Exercise description: In the post about reconnecting with a high school friend, why did his best friend's cutting him off hurt him so much? Answer in one to three sentences.

BEGIN Supplied passage

It's been around a year or so now. I'm pretty sure he's moved on and is doing okay in life, and thinking back I've proably overestimated my importance to him. But it was still a genuinely terrible thing to do. I know I wouldn't have been okay if it happened to me.
I won't judge; keep in mind, however unforgiveable you think your act is, no one on earth has lived a spotless life. We are all unclean, and we all live in glass houses.
.
.
.
.
.
.
.
.
I'll go first
There's this guy who I knew from high school and got along with pretty well, since we shared the same interests (internet brainrot, anime, etc) and were both autistic. High school ended, I lost contact with everyone (my fault) but didn't really mind, and everyone moved on, going their own way. Until one day we saw each other again at a city train station and reconnected somewhat. After a while he confided in me that he was feeling horrible because his best friend was cutting him off from everything and was gravitating towards other people, doing things she'd never do with him. He felt used and inadequate and since this friend was one of the closest people he had in his life, it really hurt him, especially since he's emotionally vulnerable about people in general (I am too).

END Supplied passage
BEGIN Supplied entries

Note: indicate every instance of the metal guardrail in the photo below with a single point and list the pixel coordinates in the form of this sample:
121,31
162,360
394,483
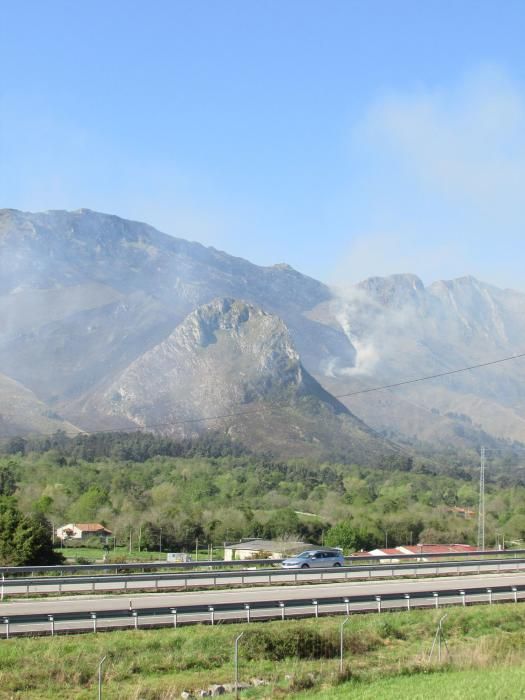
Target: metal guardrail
207,578
144,566
151,616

END Supplied entries

Answer space: It hurt him because this friend was one of the closest people he had in his life. It hurt all the more because he is emotionally vulnerable about people in general.